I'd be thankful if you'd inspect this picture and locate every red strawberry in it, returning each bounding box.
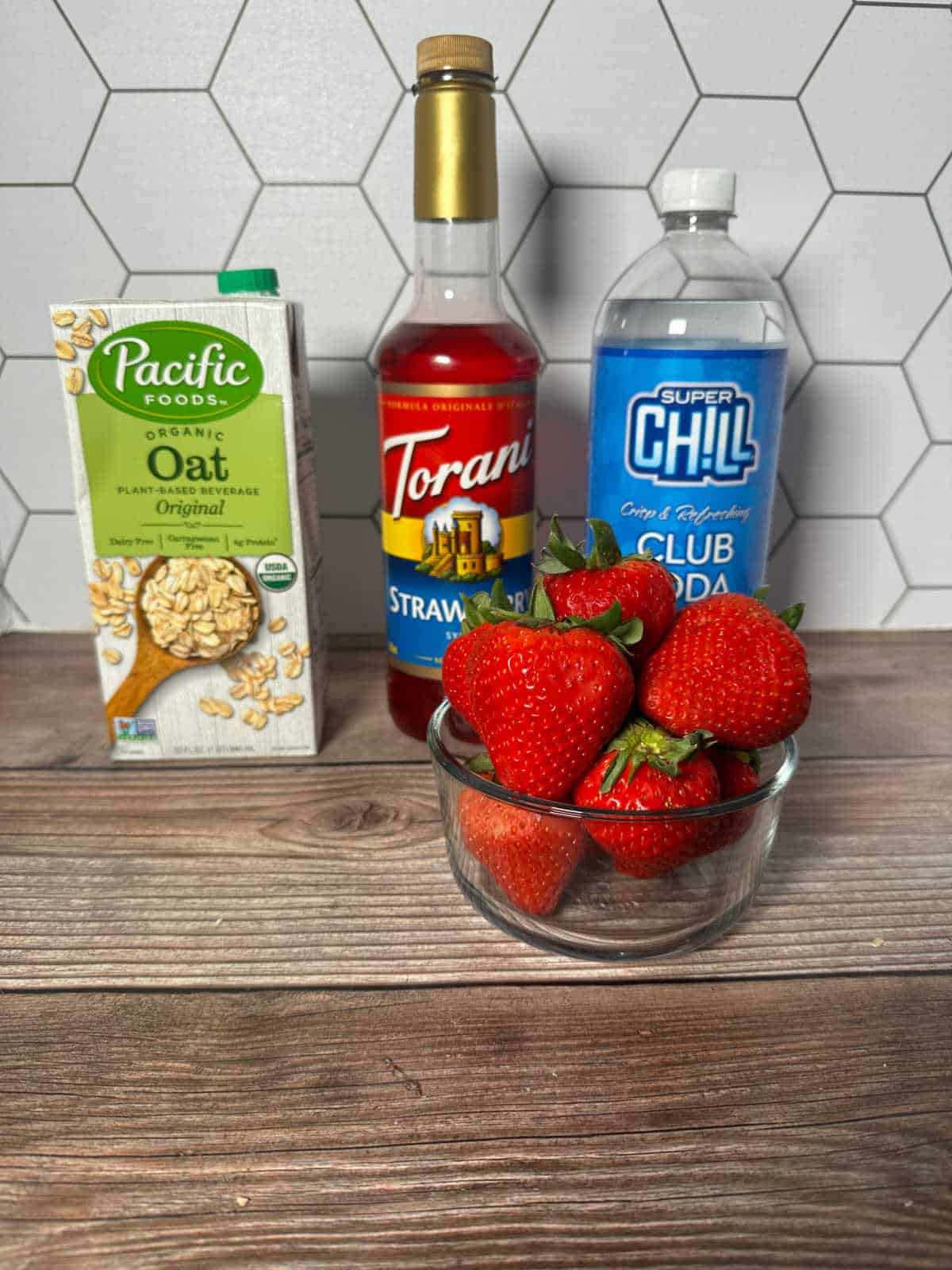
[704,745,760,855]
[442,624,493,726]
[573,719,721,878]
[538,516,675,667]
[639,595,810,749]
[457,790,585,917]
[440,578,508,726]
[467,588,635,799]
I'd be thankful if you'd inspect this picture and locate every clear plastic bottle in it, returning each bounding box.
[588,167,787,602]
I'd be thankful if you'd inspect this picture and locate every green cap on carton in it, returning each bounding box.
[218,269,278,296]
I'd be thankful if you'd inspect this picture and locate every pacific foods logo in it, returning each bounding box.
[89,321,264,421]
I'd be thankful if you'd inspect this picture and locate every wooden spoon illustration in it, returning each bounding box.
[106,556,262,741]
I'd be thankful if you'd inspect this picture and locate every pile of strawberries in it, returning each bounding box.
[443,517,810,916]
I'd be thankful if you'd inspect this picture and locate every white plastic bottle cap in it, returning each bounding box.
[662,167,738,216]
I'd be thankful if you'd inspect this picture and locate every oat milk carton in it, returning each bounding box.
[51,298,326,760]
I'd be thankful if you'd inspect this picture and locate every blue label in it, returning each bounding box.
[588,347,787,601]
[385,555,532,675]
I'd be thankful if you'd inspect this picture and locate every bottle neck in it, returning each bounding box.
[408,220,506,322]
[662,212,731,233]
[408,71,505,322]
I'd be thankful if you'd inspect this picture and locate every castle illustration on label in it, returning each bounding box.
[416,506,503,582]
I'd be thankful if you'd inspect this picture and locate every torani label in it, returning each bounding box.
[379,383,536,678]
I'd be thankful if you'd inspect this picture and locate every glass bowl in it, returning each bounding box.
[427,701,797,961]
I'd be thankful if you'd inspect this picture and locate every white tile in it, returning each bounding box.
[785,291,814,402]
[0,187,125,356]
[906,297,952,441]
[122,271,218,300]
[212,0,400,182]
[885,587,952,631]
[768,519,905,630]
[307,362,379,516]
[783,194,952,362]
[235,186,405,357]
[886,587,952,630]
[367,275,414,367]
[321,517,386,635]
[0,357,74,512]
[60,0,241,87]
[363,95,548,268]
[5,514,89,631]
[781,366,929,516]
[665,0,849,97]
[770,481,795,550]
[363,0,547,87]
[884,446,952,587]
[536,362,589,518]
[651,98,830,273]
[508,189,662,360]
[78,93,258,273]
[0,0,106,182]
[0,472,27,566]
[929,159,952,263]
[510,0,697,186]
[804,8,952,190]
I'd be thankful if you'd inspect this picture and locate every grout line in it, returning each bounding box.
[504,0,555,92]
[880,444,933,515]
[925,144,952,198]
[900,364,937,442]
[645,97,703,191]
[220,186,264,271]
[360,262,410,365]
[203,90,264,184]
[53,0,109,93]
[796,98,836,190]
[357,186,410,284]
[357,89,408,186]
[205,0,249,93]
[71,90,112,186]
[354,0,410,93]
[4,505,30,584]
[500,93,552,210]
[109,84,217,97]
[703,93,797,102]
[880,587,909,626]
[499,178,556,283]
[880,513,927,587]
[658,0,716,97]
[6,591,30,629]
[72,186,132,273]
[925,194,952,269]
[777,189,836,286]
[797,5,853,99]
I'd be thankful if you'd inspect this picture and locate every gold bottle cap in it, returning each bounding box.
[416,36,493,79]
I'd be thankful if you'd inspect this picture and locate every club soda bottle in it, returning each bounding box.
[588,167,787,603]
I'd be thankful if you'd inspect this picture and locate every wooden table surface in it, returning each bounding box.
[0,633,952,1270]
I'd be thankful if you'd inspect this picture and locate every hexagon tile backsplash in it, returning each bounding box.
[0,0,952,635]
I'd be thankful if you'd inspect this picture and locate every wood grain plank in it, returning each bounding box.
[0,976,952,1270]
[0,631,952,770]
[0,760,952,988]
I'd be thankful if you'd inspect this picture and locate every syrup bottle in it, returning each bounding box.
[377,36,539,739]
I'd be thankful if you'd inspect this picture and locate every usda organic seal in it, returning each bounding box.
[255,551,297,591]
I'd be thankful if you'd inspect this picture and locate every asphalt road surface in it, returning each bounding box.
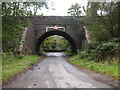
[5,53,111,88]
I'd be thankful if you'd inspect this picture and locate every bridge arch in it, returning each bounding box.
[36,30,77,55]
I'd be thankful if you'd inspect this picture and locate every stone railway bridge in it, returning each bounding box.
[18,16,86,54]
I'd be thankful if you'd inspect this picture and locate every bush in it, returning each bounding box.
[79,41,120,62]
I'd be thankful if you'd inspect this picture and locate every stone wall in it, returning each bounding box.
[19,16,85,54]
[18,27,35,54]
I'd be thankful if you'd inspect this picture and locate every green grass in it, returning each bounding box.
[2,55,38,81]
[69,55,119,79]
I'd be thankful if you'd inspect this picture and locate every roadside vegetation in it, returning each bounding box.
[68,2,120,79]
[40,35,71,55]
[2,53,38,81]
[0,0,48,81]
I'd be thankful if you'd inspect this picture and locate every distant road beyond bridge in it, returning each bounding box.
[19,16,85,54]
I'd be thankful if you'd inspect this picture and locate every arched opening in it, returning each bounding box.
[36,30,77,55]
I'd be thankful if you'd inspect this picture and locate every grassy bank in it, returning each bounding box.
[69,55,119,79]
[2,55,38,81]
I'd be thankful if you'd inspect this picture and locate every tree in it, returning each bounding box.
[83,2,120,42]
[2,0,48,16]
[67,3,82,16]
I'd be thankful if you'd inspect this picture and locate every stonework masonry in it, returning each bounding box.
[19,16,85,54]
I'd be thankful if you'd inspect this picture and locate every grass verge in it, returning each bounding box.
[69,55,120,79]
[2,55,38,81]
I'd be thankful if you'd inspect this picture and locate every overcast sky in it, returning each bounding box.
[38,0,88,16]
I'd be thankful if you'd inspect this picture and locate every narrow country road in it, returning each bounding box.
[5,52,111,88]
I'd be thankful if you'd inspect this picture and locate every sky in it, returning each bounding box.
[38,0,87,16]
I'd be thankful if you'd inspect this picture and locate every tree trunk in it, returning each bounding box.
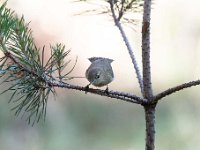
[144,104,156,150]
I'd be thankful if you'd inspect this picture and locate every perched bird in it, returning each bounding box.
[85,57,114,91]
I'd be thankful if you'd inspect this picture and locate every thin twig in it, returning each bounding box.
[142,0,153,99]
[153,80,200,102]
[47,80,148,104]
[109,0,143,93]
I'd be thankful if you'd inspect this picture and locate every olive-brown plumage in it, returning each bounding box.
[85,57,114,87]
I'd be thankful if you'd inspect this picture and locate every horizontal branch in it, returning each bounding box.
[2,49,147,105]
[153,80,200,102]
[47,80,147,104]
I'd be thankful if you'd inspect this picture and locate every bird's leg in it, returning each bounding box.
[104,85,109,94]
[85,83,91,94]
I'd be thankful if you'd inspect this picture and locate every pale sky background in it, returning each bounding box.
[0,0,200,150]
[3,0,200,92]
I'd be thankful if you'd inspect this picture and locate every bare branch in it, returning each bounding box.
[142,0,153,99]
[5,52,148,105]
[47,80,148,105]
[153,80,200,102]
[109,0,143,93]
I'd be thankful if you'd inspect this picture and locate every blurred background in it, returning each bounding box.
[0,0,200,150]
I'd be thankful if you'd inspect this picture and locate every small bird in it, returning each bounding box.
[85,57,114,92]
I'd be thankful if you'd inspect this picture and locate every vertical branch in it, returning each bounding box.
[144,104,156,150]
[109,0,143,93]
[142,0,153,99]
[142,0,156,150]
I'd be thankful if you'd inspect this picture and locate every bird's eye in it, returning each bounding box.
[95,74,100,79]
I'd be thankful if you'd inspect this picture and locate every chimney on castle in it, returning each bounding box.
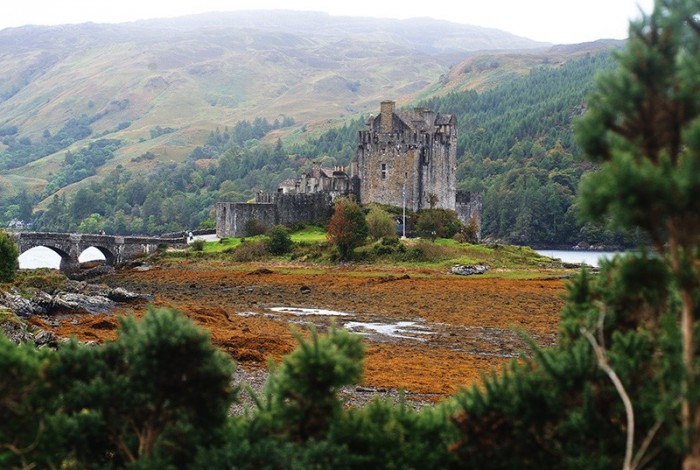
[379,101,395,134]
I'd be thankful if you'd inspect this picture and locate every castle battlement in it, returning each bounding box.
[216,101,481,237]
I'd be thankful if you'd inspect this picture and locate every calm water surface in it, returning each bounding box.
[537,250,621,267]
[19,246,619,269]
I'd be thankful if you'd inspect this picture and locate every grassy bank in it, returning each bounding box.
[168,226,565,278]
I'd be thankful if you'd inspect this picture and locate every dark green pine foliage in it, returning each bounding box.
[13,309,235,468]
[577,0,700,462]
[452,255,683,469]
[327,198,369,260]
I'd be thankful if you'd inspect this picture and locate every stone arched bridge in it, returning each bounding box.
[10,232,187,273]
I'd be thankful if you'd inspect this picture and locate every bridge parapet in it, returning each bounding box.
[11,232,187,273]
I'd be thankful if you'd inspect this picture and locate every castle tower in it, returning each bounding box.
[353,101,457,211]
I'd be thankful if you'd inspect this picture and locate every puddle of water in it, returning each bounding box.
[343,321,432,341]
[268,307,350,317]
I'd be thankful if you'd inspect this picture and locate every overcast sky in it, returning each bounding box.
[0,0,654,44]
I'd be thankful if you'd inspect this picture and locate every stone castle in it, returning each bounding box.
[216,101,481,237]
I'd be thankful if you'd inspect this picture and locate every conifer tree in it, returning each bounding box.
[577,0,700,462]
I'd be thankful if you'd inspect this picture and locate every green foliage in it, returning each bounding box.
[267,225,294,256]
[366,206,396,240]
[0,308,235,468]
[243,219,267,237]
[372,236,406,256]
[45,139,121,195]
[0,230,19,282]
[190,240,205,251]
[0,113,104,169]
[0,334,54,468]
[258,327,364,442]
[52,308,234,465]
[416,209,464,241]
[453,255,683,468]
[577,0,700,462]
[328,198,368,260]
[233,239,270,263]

+---+

# Set exercise
Update the entries from the line with "battlement in it, returning each bounding box." up to and including the line with "[19,246,619,269]", putting "still" in place of "calm" and keeping everything else the same. Return only those lines.

# Written reply
I'd be thankful if you'd inspect this picture and locate every castle battlement in it, returning each bounding box.
[216,101,481,237]
I'd be thankful if you'd inspect this picture and locate every still water surface in it, returning each bounding box.
[537,250,621,267]
[19,246,619,269]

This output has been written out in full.